- _WORK TO COMPLETE_: The task calls for every line of the data to be repeated exactly.

○ ○ ○ ○ ○ ○ ○

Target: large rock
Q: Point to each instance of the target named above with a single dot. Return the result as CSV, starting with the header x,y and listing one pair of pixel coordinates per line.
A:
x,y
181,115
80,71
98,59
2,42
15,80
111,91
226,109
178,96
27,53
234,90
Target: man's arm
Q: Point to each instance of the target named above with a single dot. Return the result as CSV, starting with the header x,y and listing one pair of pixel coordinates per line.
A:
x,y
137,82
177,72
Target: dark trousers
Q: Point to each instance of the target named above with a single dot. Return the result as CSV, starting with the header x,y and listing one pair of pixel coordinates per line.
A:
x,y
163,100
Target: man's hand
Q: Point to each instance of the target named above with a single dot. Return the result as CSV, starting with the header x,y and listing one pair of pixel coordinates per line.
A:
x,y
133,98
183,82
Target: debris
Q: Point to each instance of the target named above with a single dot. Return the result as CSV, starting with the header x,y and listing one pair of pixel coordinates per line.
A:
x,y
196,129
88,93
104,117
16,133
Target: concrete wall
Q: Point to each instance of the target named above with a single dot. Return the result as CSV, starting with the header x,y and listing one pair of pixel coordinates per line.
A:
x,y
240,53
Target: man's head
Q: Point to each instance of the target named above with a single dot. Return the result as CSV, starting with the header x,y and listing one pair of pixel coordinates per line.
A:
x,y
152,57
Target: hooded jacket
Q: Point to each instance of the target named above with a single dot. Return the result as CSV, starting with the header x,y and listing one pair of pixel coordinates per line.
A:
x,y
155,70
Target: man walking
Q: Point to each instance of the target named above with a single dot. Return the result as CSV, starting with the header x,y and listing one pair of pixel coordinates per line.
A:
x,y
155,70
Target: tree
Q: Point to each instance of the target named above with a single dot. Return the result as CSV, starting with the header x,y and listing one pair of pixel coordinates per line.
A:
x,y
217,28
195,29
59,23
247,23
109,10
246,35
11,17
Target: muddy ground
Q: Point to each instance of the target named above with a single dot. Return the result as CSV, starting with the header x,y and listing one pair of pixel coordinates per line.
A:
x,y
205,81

○ ○ ○ ○ ○ ○ ○

- _SOLUTION FOR THIS EXERCISE_:
Target: large rock
Q: Point to each instance of the target named above with a single dot. Return the result as CSV, starting with the header x,y and listing one pair of pixel coordinates per line.
A:
x,y
181,115
80,71
98,59
2,42
15,80
111,91
226,109
178,96
27,53
234,90
Target: man's arm
Q: Point to each instance of the target named above with a single dot. Return the result as CSV, starting with the header x,y and listing one pair of pixel coordinates per line.
A:
x,y
137,82
177,72
Target: dark trousers
Q: Point to each instance of the target named above with a single dot. Return the result as CSV, starting with the header x,y and listing one pair of pixel coordinates per line.
A:
x,y
163,100
Target: man's hand
Q: Point to each instance of the target named above with a single dot. Return the result as CSV, starting with the header x,y and listing one pair of pixel coordinates per line.
A:
x,y
133,98
183,82
Target: debris
Q: Point to each instance of the target named above with a single dot. Return the result as CSV, starting with the header x,y and listing one pair of pixel coordinates per line.
A:
x,y
196,129
88,93
104,117
16,133
Target: concrete wall
Q: Point to each instance of the target named above with a single dot. Return the result as CSV, starting with the header x,y and listing one pair of pixel coordinates per line.
A:
x,y
240,53
Target: man's head
Q: Point to each instance of the target named above with a single dot. Return the result as CSV, starting with the header x,y and listing one pair of pixel coordinates per line.
A:
x,y
152,57
Target: hooded jacket
Q: Point to each instance of the target named above with a single dot. Return the result as CSV, starting with the header x,y and listing one pair of pixel coordinates per line.
A:
x,y
155,70
Target: man walking
Q: Point to each instance of the target named above with a single dot. Return the result as CSV, starting with the header x,y and listing one pair of pixel coordinates per line.
A:
x,y
155,70
Target: tree
Q: Point to each instance of the target named above with a single dot. Return the result as CSV, starting with the header x,y and listing one pair of pixel coordinates per line.
A:
x,y
217,28
195,29
59,23
247,23
109,10
246,35
11,17
Target: muddy ground
Q: Point to each instance of the target named above with a single dot. Return the result as CSV, starting with the header x,y and listing one pair of pixel coordinates per line.
A:
x,y
205,81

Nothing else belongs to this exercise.